What is needed >> Beginning with the line where "target | cabinet drawer" appears, restate the lines word for word through the last one in the listing.

** start Material provided **

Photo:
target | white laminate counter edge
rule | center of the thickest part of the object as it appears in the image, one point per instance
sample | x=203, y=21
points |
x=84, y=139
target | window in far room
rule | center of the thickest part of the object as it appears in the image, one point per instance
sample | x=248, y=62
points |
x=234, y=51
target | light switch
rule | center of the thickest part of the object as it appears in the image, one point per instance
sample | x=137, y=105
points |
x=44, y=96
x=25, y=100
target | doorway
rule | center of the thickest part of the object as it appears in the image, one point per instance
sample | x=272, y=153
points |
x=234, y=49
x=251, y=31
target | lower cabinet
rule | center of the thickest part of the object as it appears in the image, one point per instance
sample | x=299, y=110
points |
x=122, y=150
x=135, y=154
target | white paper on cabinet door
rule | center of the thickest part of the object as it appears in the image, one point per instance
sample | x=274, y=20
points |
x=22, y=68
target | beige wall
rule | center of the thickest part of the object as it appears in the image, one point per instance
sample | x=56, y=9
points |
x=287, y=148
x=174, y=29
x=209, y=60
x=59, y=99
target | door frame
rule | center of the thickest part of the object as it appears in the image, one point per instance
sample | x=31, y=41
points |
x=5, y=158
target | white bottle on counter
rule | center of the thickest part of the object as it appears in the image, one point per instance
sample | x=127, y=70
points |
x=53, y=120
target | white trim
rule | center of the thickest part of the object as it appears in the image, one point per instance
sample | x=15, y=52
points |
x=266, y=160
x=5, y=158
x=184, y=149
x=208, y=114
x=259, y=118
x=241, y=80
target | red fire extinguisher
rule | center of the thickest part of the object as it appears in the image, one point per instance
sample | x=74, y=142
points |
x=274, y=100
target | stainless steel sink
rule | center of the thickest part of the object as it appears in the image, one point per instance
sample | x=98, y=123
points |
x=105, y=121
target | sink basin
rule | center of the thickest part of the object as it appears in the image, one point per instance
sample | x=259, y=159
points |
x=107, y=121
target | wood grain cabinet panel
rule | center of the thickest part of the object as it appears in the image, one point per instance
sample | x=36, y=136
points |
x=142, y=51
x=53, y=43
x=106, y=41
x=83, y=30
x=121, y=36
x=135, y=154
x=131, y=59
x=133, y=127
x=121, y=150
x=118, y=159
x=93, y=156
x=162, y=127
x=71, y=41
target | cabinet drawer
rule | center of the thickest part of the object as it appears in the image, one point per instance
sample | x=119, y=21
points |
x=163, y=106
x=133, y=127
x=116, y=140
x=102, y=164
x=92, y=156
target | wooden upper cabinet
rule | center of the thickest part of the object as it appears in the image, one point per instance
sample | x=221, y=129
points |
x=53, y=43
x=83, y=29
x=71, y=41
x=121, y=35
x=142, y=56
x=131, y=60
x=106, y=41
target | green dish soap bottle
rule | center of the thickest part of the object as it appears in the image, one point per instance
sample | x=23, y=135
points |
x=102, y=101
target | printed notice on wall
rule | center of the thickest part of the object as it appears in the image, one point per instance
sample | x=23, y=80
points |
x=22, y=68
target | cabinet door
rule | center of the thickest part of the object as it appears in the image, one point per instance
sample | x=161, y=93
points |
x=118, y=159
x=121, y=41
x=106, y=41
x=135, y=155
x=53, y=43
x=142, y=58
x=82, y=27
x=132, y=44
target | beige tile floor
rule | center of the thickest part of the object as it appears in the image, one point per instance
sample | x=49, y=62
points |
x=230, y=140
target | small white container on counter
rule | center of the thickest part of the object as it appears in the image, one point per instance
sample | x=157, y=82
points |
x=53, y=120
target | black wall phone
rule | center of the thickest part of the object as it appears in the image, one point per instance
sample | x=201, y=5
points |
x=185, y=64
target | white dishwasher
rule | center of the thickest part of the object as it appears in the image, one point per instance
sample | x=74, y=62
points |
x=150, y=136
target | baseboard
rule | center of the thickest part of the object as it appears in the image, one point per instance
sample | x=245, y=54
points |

** end Material provided **

Answer to this task >>
target | cabinet drawer
rule | center of the thickest part of the object as it appears in the image, one point per instance
sample | x=119, y=21
points |
x=163, y=106
x=133, y=127
x=116, y=140
x=102, y=164
x=92, y=156
target | wooden upper cabinet
rule | center of the thickest part of the object as it appears in the image, one point per instance
sample | x=221, y=129
points |
x=53, y=43
x=83, y=29
x=71, y=41
x=121, y=35
x=142, y=56
x=131, y=60
x=106, y=41
target | green dish soap bottle
rule | center of the thickest part of the object as it appears in the image, one point per instance
sample | x=23, y=135
points |
x=102, y=101
target | printed notice on wall
rule | center of the thickest part of the object as it appears in the image, one point per instance
sample | x=23, y=80
points |
x=22, y=68
target | cabinet door
rule | center of the thickest part of the object as it appears in the image, one point per instance
sample | x=161, y=93
points |
x=118, y=159
x=121, y=41
x=106, y=41
x=135, y=155
x=53, y=43
x=142, y=58
x=82, y=27
x=132, y=44
target | beige tile floor
rule | center of the thickest part of the object as it appears in the image, one point per instance
sample | x=49, y=62
points |
x=230, y=140
target | small white container on counter
rule | center of the thickest part of the object as it appears in the image, one point per instance
sample | x=157, y=82
points |
x=53, y=120
target | black wall phone
rule | center of the thickest part of the object as it appears in the image, one point per instance
sample | x=201, y=5
points |
x=185, y=64
target | white dishwasher
rule | center of the thickest part of the object as it appears in the image, one point per instance
sample | x=74, y=62
points |
x=150, y=136
target | baseboard
rule | center of the thickest part of the object as it appears in the image, one point per instance
sample | x=245, y=54
points |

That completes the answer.